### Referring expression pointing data
[Start of section]

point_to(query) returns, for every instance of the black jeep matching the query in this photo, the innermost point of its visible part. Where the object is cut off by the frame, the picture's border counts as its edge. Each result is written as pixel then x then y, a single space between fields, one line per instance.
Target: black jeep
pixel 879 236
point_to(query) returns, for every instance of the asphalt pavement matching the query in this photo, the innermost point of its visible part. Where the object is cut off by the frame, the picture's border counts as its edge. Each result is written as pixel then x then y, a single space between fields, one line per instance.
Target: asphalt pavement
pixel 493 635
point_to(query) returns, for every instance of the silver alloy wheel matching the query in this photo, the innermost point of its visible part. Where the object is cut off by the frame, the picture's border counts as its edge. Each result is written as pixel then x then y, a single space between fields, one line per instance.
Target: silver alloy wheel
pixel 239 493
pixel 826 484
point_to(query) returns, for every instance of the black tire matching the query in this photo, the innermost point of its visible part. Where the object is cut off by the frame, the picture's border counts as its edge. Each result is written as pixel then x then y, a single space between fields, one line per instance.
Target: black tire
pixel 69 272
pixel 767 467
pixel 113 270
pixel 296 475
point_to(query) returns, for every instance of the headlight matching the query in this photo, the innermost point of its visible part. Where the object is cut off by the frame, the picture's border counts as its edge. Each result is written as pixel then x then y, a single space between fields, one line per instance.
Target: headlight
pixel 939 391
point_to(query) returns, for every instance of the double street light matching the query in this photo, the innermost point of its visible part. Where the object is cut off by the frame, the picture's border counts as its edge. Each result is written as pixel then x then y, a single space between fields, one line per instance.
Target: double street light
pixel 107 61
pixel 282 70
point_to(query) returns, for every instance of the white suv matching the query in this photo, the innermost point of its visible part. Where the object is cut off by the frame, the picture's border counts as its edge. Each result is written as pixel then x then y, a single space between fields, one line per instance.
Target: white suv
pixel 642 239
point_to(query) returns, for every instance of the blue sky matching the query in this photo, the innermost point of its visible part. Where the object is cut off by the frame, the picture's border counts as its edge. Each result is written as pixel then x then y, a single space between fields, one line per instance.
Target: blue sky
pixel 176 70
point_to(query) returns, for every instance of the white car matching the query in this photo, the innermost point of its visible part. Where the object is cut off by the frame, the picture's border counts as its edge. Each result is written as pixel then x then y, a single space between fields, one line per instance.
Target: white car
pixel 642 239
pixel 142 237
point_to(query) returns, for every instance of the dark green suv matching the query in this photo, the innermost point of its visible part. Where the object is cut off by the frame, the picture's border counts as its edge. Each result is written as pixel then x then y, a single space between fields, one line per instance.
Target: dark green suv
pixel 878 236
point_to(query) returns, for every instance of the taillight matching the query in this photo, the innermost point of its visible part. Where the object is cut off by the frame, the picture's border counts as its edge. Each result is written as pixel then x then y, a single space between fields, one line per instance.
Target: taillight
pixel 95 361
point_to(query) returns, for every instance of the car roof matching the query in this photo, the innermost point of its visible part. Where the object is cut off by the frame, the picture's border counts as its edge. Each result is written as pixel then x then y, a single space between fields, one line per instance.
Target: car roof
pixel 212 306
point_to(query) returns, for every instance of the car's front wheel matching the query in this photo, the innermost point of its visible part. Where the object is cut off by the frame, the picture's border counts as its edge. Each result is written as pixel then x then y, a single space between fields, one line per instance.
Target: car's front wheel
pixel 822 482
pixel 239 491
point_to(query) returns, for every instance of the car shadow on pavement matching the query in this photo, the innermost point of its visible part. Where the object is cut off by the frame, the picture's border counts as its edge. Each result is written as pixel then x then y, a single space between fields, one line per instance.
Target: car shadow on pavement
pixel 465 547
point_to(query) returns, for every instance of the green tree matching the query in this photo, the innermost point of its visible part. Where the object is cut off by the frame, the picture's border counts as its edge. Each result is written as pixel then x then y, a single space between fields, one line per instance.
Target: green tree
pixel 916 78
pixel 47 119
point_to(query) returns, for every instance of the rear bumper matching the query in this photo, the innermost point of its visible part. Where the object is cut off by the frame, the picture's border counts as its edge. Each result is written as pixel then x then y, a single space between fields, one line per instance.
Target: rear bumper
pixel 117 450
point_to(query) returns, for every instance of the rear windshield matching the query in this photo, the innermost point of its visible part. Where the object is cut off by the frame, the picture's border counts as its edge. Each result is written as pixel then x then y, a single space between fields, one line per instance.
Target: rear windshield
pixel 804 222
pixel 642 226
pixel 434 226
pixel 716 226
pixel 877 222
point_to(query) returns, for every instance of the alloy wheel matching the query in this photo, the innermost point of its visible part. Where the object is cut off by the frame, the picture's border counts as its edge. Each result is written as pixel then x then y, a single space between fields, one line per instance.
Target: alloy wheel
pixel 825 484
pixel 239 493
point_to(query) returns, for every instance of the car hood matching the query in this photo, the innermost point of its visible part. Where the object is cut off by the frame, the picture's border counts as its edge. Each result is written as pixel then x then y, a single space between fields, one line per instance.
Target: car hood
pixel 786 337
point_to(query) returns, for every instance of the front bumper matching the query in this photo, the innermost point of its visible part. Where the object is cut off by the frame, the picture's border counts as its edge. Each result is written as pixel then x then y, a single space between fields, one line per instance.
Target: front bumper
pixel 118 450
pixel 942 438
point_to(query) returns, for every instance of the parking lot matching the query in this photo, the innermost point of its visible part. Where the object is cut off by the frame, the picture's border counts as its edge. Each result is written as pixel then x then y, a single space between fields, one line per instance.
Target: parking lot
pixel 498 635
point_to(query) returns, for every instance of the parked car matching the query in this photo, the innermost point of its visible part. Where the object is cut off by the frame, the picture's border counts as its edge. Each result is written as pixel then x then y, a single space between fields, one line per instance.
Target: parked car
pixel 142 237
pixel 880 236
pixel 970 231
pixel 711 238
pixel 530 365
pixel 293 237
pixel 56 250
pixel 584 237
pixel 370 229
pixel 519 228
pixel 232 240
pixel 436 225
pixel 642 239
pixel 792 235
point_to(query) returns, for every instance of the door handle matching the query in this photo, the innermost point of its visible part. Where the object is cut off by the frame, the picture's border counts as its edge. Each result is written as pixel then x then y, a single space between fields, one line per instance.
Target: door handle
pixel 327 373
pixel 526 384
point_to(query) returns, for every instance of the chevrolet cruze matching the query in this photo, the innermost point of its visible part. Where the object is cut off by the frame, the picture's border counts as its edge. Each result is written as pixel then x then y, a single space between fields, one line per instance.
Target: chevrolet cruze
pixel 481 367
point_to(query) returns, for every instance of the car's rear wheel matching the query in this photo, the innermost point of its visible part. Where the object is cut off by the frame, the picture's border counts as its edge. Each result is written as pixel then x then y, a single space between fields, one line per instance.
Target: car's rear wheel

[End of section]

### EXERCISE PROMPT
Your task is to copy all of the entries exactly.

### EXERCISE OUTPUT
point_to(query) returns, for every instance of the black jeep matching the query in this photo, the innermost point of its visible part. Where the object is cut off by the frame, the picture's border counts as its edge. Each result is written as pixel then x then y, a single space between fields, one line per instance.
Target: black jeep
pixel 879 236
point_to(query) returns, for every instance of the asphalt pavement matching the query in this photo, the innermost point of its visible part. Where the object is cut off by the frame, the picture's border counts as its edge. Each result is written as pixel then x then y, a single space between fields, one line per instance.
Target: asphalt pavement
pixel 493 635
point_to(query) returns, for every instance of the silver alloy wheel matching the query in this photo, the innermost point of its visible part. Where the object is cut off by the frame, the picture's border counts as its edge. Each result is written as pixel then x then y, a single space between fields, one line per instance.
Target: silver alloy wheel
pixel 239 493
pixel 826 484
point_to(query) returns, for every instance of the black tire matching the query in this photo, the innermost point of its visible part. Where the object is cut off by the frame, the picture's border counts as its edge. Each result is written as pixel then x then y, a single space between fields, one line per instance.
Target: black tire
pixel 69 272
pixel 767 467
pixel 113 270
pixel 296 475
point_to(query) returns, for every instance of the headlight matching the query in this photo, the innermost point of its visible part. Where the object is cut off by the frame, the picture's border counts as its edge. Each result is written as pixel then x then y, a single space between fields, one line per instance.
Target: headlight
pixel 939 391
point_to(query) returns, for every instance of the double street light matching the query in this photo, the innermost point of its visible part. Where the object is cut off by the frame, the picture's border counts as its edge. Each result is written as pixel then x then y, a single space between fields, one line per instance.
Target: double street light
pixel 107 61
pixel 282 70
point_to(query) returns, for every instance of the white suv matching the query in this photo, the innermost point of its visible part. Where the object is cut off by the frame, the picture's border counts as its edge. Each result is written as pixel then x then y, a single space between fields, one line per instance.
Target: white suv
pixel 642 239
point_to(query) returns, for every instance of the blue sky matching the query in this photo, the innermost point of its visible part. Where the object is cut off by the frame, the picture's border counts as its edge. Each result is written as pixel then x then y, a single space between fields, one line per instance.
Target: blue sky
pixel 176 70
point_to(query) returns, for every instance of the white car matching the query in this photo, the innermost point of its visible part. Where the object is cut off by the frame, the picture's border counts as its edge. Each result is written as pixel then x then y, a single space between fields, one line per instance.
Target: white car
pixel 642 239
pixel 142 237
point_to(query) returns, for every instance of the dark green suv matching the query in this photo, the innermost point of its visible part. Where the object is cut off by the frame, the picture's border counts as its edge. Each result is written as pixel then x then y, a single space between fields, one line per instance.
Target: dark green suv
pixel 878 236
point_to(query) returns, for every instance of the taillight matching the query in this photo, the innermost point of its visible part. Where the object is cut off by the frame, the picture's border counts as its edge. Each result is written as pixel then x then y, a single space between fields, one line per instance.
Target: taillight
pixel 95 361
point_to(query) returns, for every instance of the car roof matching the query in this photo, the innermost point of its visible part. Where the object is cut off by the frame, the picture's border counts as its edge. Each result is written as pixel then x then y, a single space between fields, one line per instance.
Target: car roof
pixel 212 306
point_to(query) returns, for every instance of the car's front wheel matching the query in this photo, the innermost point of its visible part. Where the object is cut off by the frame, the picture's border counts as its edge. Each result is written as pixel then x then y, a single space between fields, one line per instance.
Target: car's front wheel
pixel 822 482
pixel 239 491
point_to(query) returns, for every instance of the car shadow on pavement matching the query in this photo, the innermost point of its visible part. Where the object is cut off by the frame, the picture's border counts as its edge. Each result is written as pixel then x then y, a single space between fields, one line per instance.
Target: car shadow on pavement
pixel 465 547
point_to(query) returns, for every instance of the green tree matching the query in this photo, the innermost point of its visible part. Where the object is cut off by the frame, the picture's border counts as its edge. Each result is written as pixel then x then y, a single space between fields, one line per instance.
Target: green tree
pixel 916 78
pixel 47 119
point_to(query) returns, for every instance of the rear bumper matching the query in this photo, the innermost point of its visible part. Where the object is cut off by the frame, the picture's border counts as its edge. Each result is written as pixel then x then y, a single space between fields, one line per instance.
Target: rear bumper
pixel 117 450
point_to(query) returns, for every instance of the rear windshield matching the query in this photo, the innermost point of its visible part. Where the object is cut off by the frame, the picture's border counts as its edge. Each result is written as pixel then x then y, a single space between fields, one line per instance.
Target: rear windshield
pixel 804 222
pixel 642 226
pixel 434 226
pixel 716 226
pixel 877 222
point_to(query) returns, for every instance of the alloy wheel matching the query in this photo, the innermost point of its visible part. Where the object is cut off by the frame, the picture's border counts as its edge. Each result is written as pixel then x then y, a single space between fields, one line per instance.
Target: alloy wheel
pixel 825 484
pixel 239 493
point_to(query) returns, for every instance of the car hood matching the query in this photo, the innermost point of its visible part. Where the object is cut off by the frame, the picture's border counts as its edge. Each result is written as pixel then x then y, a single space between fields, one line per instance.
Target: car hood
pixel 786 337
point_to(query) returns, for every instance of the front bumper matching the query in this photo, the innermost point of its visible part. Where the object is cut off by the frame, the picture's border counts as its edge. Each result is written as pixel then x then y, a single space between fields, one line per instance.
Target: front bumper
pixel 118 450
pixel 942 438
point_to(query) returns, for every instance of the parking lot matching the query in this photo, the innermost point of its visible part. Where the object is cut off by the frame, the picture's border counts as its edge. Each result is written as pixel then x then y, a single space between fields, one line per instance.
Target: parking lot
pixel 498 635
point_to(query) returns, for every instance of the parked car matching the query in this photo, the innermost point of its visible part. Where the object is cut off by the frame, the picture's border counts as its edge. Each result is written as pixel then x then y, a single space between fields, one line per instance.
Target: parked car
pixel 142 237
pixel 880 236
pixel 970 231
pixel 711 238
pixel 530 365
pixel 293 237
pixel 56 250
pixel 584 237
pixel 370 229
pixel 519 228
pixel 232 240
pixel 436 225
pixel 642 239
pixel 792 235
point_to(query) returns, for every instance of the door handle matching the query in this photo, the innermost point of its visible part. Where the object is cut off by the frame, the picture's border counts as its edge. Each result is written as pixel then x then y, a single space between fields, one line per instance.
Target: door handle
pixel 327 373
pixel 526 384
point_to(query) returns, for every instance of the chevrolet cruze matching the query in this photo, the innermost point of its visible part. Where the object is cut off by the frame, the picture's border counts as its edge. Each result is written as pixel then x then y, a single space between fields, one line per instance.
Target: chevrolet cruze
pixel 481 367
point_to(query) returns, for every instance of the car's rear wheel matching the query in this photo, the innermost point of its visible part. Where the object is cut off by the frame, the picture's border counts as its edge. Each result is written as pixel then x then y, a single space between fields, one line per instance.
Target: car's rear wheel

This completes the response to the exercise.